### TEKS YANG DIBERIKAN
● ● ●
JANGAN PUTUS ASA KEPADA ALLAH



لَا يَكُنْ تَأَخُّرُ اَمَدِ العَطَاءِ مَعَ الاِلْحَاحِ فِى الدُّعَاءِ مُوْجِبًا لِيَأسِكَ فَهُوَ ضَمِنَ لك الاِجَابَةَ فِيْمَا يَخْتَارُهُ لَكَ لَا فِيْمَا تَخْتَارُ لِنَفْسِكَ وَفِى الوَقْتِ الَّذِى يُرِدُ لَا فِى الوَقْتِ الَّذِى تُرِيْدُ

“Tertundanya pemberian setelah do’a itu dipanjatkan dengan berulang-ulang jangan menimbulkan putus asamu kepada Allah, sebab Allah telah menjamin diterimanya do’a, akan tetapi mengikuti pilihan Allah untukmu bukan mengikuti pilihanmu untuk dirimu dan di dalam waktu yang dikehendaki Allah bukan di dalam waktu yang engkau kehendaki”.

Berdo’a adalah salah satu kewajiban seorang hamba kepada Tuhannya dan Allah Swt berjanji akan mengabulkan do’a-do’a tersebut sebagaimana firmanNya: "Berdo`alah kepada-Ku, niscaya akan Kuperkenankan bagimu. Sesungguhnya orang-orang yang menyombongkan diri dari menyembah-Ku akan masuk neraka Jahannam dalam keadaan hina dina". (QS. 40; 60)
● ● ●
### CUPLIKAN DATA
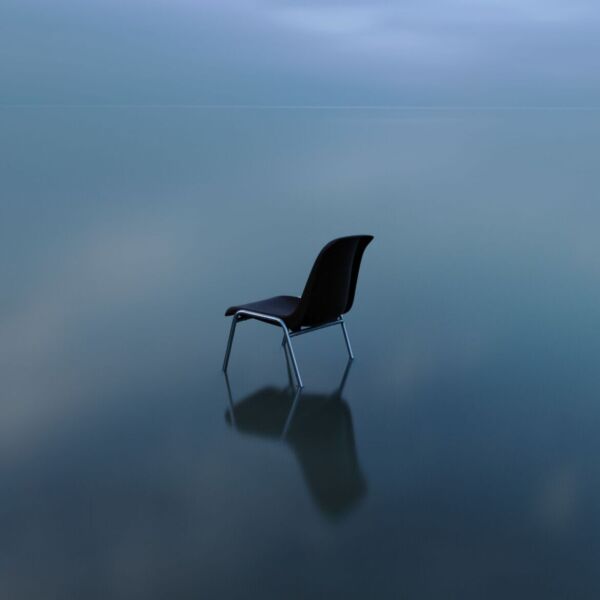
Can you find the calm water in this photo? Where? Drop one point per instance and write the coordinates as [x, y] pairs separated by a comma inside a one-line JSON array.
[[460, 459]]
● ● ●
### LATIHAN SOAL
- A) Dalam teks tentang doa, apa yang dijanjikan Allah Swt terhadap doa-doa hamba-Nya?
- B) Kutip tanpa perubahan bagian teks tentang doa mulai dari "Berdo’a adalah salah" hingga "(QS. 40; 60)".

### PEMBAHASAN SOAL
- A) Allah Swt berjanji akan mengabulkan doa-doa tersebut.

- B)
Berdo’a adalah salah satu kewajiban seorang hamba kepada Tuhannya dan Allah Swt berjanji akan mengabulkan do’a-do’a tersebut sebagaimana firmanNya: "Berdo`alah kepada-Ku, niscaya akan Kuperkenankan bagimu. Sesungguhnya orang-orang yang menyombongkan diri dari menyembah-Ku akan masuk neraka Jahannam dalam keadaan hina dina". (QS. 40; 60)